=== Exercise goal ===
Pick up the piece on the Minnesota Water Bill below where it stops, and continue it in the same style.

=== Extracted text ===
Our 2019 Legislative Priority: The Minnesota Water Bill
This session, FMR and our coalition partners are teaming up to advance a new way forward for clean water in Minnesota: The Minnesota Water Bill.
The Minnesota Water Bill seeks to set a clear and ambitious goal for clean water, paired with nonpartisan and realistically achievable policy and funding initiatives to help us get there.
This approach was developed by the Minnesota Water Cluster, a statewide coalition of water advocacy organizations, and earned the support of the Minnesota Environmental Partnership.
Here's a brief summary of this four-part legislative package.
Article One: Set Minnesota’s clean water goal
Article one sets a new goal for our state: Minnesota will achieve 100% clean, safe and affordable water by 2050.
We believe that all Minnesota waters should meet basic health standards. Our rivers, lakes and groundwater should be healthy and all our drinking water should be 100% safe to drink. Achieving this goal will be a challenge, but we're confident Minnesotans know how to meet hard challenges. We're the home of clean water — it's time to protect it!
Article Two: Simple bipartisan policy changes for clean water
Article two features a few policy reforms that can pass through a divided government to protect our water.
- Adjust the Safe Drinking Water Fee: It’s time to increase the annual safe drinking water fee from $6.36 to $9.72 per connection. The current fee was set in 2005 and inflation has increased 28% since. This important funding source allows the Minnesota Department of Health to test water, review water treatment plants, train and certify water system operators, inspect water systems and solve critical drinking water problems.

=== Material provided ===
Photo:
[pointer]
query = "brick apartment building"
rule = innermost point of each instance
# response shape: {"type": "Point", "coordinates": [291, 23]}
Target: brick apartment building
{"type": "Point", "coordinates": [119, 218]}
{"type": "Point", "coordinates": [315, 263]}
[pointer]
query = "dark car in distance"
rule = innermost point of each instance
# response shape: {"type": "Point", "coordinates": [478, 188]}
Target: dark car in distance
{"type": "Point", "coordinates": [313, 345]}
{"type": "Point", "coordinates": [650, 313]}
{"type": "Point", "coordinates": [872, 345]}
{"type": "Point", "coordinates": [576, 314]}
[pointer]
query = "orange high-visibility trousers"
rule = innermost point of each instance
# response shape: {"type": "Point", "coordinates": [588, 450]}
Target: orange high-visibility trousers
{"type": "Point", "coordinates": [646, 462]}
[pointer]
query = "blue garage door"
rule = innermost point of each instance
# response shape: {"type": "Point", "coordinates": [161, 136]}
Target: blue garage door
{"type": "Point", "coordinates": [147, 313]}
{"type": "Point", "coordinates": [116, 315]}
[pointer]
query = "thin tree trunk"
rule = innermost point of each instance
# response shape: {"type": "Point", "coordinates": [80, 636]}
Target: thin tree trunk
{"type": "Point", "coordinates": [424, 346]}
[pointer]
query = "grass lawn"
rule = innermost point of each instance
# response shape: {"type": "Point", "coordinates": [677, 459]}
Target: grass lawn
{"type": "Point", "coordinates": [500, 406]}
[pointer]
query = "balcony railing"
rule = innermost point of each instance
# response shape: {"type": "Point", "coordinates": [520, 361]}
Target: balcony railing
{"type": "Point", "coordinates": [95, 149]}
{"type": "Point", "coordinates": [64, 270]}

=== Result ===
- Prevent salt pollution: We need to reduce the amount of salt polluting our waters — a growing (and permanent) pollutant in metro-area lakes and wetlands. Under this bill, Minnesota will establish a statewide “smart salt” training and certification program offering liability protection for certified private applicators. Improved snow and ice management can make our streets safer, our water healthier and save taxpayers millions in reduced salting costs.
- Truth in labeling for “flushable” wipes: Some improperly disposed wipes clog wastewater treatment systems, requiring expensive and time-consuming maintenance for communities already struggling with the costs of wastewater treatment. This legislation would require disposable wipes labeled as “flushable” to meet industry standards so as to avoid harming wastewater treatment systems.
- Renew the Legislative Water Commission: The bipartisan Legislative Water Commission will sunset soon. This bill will extend the commission for another six years, allowing legislators time to work collaboratively to solve difficult water challenges facing our state.
Article Three: Invest in clean water
Article three includes critical investments in infrastructure, research and conservation.
- Fully fund Forever Green: $7.5 million per year in General Fund support for the University of Minnesota Forever Green Initiative will develop new crops that protect our water while maintaining farm profitability.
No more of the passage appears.